Reading passage:
= = =
Are the results better than the method in 4.1? The spaCy library helps toto chunk the text into individual sentences. This can be useful when you are trying to do text summarization. You can rank the individual sentences and use the top results in the summary.  

### 4.3: Chunking with sentence overlap 

#### Student Task #6: Run the code below to see another example of chunking. As you will see, the semantic meaning is kept. In other words, the context is preserved between the sentences. This is especially important when you are searching data for relevant results or when you are summarizing a piece of text. It is important to capture the relationships between the sentences.

In [11]:
text = "The sun was setting over the horizon, casting a warm glow over the landscape. Birds chirped in the trees, and a gentle breeze rustled the leaves. In the distance, a herd of deer grazed in a meadow. The air was filled with the sweet scent of blooming flowers. It was a peaceful and serene scene, perfect for a quiet evening stroll."
doc = nlp(text)

sentences = list(doc.sents)
overlap = 1
chunks =[]

for i in range(len(sentences) - overlap):
    chunk = sentences[i : i + overlap + 1]
    chunks.append(chunk)

for chunk in chunks:
    print([sent.text for sent in chunk])
= = =
Recorded data:
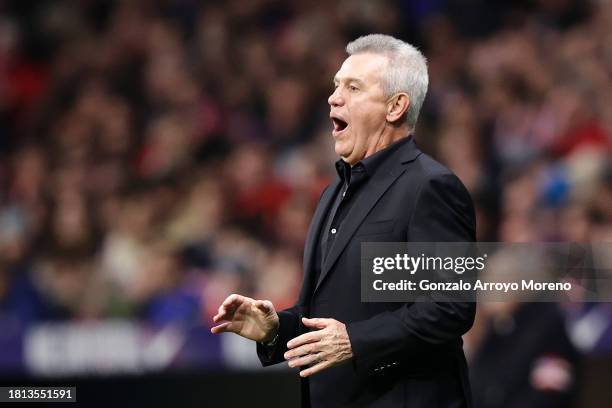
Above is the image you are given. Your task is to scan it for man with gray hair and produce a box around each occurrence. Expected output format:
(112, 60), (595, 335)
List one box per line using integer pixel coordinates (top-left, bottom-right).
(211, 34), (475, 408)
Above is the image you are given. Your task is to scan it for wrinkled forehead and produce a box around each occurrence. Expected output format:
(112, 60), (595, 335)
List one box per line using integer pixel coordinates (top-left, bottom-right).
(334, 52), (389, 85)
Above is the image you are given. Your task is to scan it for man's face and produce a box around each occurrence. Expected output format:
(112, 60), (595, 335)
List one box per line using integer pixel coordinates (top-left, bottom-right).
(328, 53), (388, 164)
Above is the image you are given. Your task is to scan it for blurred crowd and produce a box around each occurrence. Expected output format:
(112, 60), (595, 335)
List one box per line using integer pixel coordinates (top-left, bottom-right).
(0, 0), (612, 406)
= = =
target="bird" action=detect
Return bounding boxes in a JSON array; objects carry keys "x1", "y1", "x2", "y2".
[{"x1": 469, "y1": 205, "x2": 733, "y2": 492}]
= = =
Task:
Reproduce the portion of the excerpt on text chunking between "sentences = list(doc.sents)" and "chunks.append(chunk)", inclusive. Rely solely on the excerpt on text chunking.

Solution to the exercise:
sentences = list(doc.sents)
overlap = 1
chunks =[]

for i in range(len(sentences) - overlap):
    chunk = sentences[i : i + overlap + 1]
    chunks.append(chunk)